— RECORDS FOR THIS EXERCISE —

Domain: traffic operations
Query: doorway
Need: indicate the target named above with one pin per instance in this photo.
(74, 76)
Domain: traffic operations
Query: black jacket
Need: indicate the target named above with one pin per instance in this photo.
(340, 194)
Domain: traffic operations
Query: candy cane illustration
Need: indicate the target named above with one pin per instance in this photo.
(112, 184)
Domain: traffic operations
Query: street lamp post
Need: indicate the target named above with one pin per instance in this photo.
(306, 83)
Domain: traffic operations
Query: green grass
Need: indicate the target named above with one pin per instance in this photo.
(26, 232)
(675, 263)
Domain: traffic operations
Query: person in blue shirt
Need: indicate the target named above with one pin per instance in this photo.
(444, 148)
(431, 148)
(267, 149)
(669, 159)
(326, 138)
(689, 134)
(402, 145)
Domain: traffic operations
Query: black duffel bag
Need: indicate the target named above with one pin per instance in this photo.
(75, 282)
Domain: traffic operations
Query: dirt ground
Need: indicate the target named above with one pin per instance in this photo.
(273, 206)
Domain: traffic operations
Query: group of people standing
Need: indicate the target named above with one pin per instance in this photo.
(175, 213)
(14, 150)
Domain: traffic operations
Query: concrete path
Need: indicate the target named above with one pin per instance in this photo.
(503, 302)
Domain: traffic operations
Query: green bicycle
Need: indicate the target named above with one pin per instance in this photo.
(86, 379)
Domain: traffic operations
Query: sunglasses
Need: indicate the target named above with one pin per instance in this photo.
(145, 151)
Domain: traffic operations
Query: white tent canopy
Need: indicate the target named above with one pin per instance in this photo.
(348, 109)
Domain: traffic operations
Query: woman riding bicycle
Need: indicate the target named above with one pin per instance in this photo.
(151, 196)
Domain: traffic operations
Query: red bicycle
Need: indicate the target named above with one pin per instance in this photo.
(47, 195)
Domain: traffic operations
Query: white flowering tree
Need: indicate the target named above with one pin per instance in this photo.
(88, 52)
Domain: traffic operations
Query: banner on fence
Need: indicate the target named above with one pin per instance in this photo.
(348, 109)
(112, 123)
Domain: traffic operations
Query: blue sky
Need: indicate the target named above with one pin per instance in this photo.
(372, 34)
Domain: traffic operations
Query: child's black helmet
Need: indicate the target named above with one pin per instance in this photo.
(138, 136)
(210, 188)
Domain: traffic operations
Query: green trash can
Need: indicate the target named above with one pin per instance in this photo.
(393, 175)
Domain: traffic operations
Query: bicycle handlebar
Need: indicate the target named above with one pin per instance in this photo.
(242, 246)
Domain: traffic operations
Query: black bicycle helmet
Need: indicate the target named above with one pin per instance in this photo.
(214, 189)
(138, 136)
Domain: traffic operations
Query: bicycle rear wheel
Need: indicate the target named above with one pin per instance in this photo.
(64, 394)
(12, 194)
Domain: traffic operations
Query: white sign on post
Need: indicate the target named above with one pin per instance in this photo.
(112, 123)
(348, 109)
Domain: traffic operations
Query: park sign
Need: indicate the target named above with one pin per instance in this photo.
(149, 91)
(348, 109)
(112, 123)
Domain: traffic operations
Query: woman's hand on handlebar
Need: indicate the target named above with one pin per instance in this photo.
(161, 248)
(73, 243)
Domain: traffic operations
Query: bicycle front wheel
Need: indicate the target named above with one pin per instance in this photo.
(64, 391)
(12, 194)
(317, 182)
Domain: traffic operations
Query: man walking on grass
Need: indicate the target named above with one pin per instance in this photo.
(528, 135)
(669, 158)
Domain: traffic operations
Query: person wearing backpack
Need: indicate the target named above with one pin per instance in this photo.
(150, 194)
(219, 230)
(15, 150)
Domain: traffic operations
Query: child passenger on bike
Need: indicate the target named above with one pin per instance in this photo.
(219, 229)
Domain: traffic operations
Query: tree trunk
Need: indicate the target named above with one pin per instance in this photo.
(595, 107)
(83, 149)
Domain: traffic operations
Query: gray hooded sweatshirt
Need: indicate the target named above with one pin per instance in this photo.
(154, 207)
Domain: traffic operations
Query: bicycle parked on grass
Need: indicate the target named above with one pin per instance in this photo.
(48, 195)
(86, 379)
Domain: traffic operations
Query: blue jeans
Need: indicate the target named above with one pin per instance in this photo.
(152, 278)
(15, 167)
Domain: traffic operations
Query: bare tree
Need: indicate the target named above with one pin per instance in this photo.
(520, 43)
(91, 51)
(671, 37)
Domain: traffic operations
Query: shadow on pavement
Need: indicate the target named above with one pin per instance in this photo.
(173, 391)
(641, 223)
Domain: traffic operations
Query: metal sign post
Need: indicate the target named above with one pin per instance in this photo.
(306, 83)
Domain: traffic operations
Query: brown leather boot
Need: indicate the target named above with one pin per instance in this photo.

— HOW TO COMPLETE THIS TASK —
Exactly as written, copy out all the entries above.

— YOUR SOLUTION —
Domain: traffic operations
Query: doorway
Need: indicate the target named above with one pin per instance in this photo.
(74, 76)
Domain: traffic operations
Query: black jacket
Need: indicate the target named above with one pin per instance in this photo.
(340, 194)
Domain: traffic operations
Query: candy cane illustration
Need: indicate the target named above with one pin per instance in this photo.
(112, 184)
Domain: traffic operations
Query: street lamp post
Need: indicate the target named above with one pin per instance in this photo.
(306, 83)
Domain: traffic operations
Query: green grass
Need: indicate the target named above with one pin per instance in this photo.
(26, 232)
(675, 263)
Domain: traffic operations
Query: person in blue shirt
Need: indicate the target named above with one pin per instance in this photo.
(444, 148)
(431, 148)
(267, 149)
(669, 159)
(326, 138)
(689, 134)
(402, 145)
Domain: traffic operations
Query: black duffel bag
Need: indicate the target named above with one pin per instance in this photo.
(75, 282)
Domain: traffic operations
Query: dirt ground
Need: indicate the target named above with one pin per instance in this photo.
(273, 206)
Domain: traffic operations
Query: group of people standing
Need: indicate the target named above with one pin per instance in this photo.
(175, 213)
(14, 150)
Domain: traffic operations
Query: concrete path
Need: indicate the target named above with one pin per instance in this photo.
(503, 302)
Domain: traffic operations
Query: green bicycle
Need: indicate the target named above with one pin per instance in this photo.
(86, 379)
Domain: traffic operations
Query: sunglasses
Need: indicate the target named above with one pin per instance in this photo.
(145, 151)
Domain: traffic operations
Query: white tent canopy
Need: indicate the target named above with one pin per instance in this photo.
(348, 109)
Domain: traffic operations
Query: woman riding bicycle
Need: indicate the target named above with one pin per instance in this photo.
(151, 196)
Domain: traffic operations
Query: red bicycle
Need: indicate the target named above with one pin per instance in this photo.
(47, 195)
Domain: traffic operations
Query: white flowering tree
Need: indicate the target named above with one pin per instance in this photo.
(88, 52)
Domain: traffic operations
Query: banner on fence
Need: indicate the target named above with one pin per instance in this photo.
(348, 109)
(112, 123)
Domain: traffic operations
Query: blue sky
Need: indicate the target named above with one pin per instance in this photo.
(372, 34)
Domain: traffic operations
Query: child's black helmet
Need: indicate the target named above with one pin per instance in this photo.
(138, 136)
(210, 188)
Domain: traffic operations
Query: green trash can
Need: indicate the target named above with one pin per instance in this photo.
(393, 175)
Domain: traffic operations
Query: bicycle handlebar
Need: indicate the target named above with one pin per instance in this photo.
(242, 246)
Domain: traffic operations
Query: black bicycle helmet
Need: indicate the target named above with one pin per instance in this photo.
(214, 189)
(138, 136)
Domain: traffic operations
Query: bicycle rear wheel
Need: indicate the target named above with one pin per instance in this photo.
(64, 394)
(12, 194)
Domain: traffic operations
Query: white sign on post
Need: indicate the target named above with one pin per instance in this photo.
(112, 123)
(348, 109)
Domain: traffic operations
Query: park sign
Need: indicate the target named above with one pin per instance in this photo.
(149, 91)
(348, 109)
(112, 123)
Domain: traffic operations
Query: woman's hand on handlebar
Need: indicate the target named above with one pin per instance in this photo.
(161, 248)
(73, 243)
Domain: traffic operations
Query: bicycle front wheel
Need: indicate the target named above with one pin per instance in this photo.
(64, 391)
(12, 194)
(317, 182)
Domain: traffic operations
Query: man walking on grass
Need: indicate the target named above with one pin per instance in this photo.
(528, 135)
(669, 158)
Domain: traffic operations
Query: person wearing backpack
Need: indicate the target named above with one pin per instance in this photo.
(150, 194)
(219, 230)
(15, 150)
Domain: traffic operations
Query: child passenger on bike
Need: indicate the target named above with one pin per instance in this photo.
(219, 229)
Domain: traffic operations
Query: tree trunk
Need: indicate the target named above with one pin per instance in this photo.
(595, 107)
(83, 149)
Domain: traffic operations
Query: gray hooded sweatshirt
Need: indicate the target named above with one pin per instance in this photo.
(154, 207)
Domain: traffic operations
Query: bicycle parked on grass
Need: indicate the target named above with one pin per instance in this photo.
(48, 195)
(86, 379)
Domain: traffic operations
Query: blue jeans
Need: indicate the target named above with one pin per instance in this photo.
(152, 278)
(15, 167)
Domain: traffic operations
Query: bare tree
Need: indicate the target named above with one pin per instance in this photo.
(520, 43)
(91, 51)
(671, 37)
Domain: traffic operations
Query: shadow on pavement
Need: indicate the target named above with one pin per instance in this photo.
(173, 391)
(641, 223)
Domain: traffic operations
Query: metal sign post
Need: indicate the target named above with one pin per instance in this photo.
(306, 83)
Domain: traffic operations
Query: brown leather boot
Need: indicate the target named above with one pin per instance in this photo.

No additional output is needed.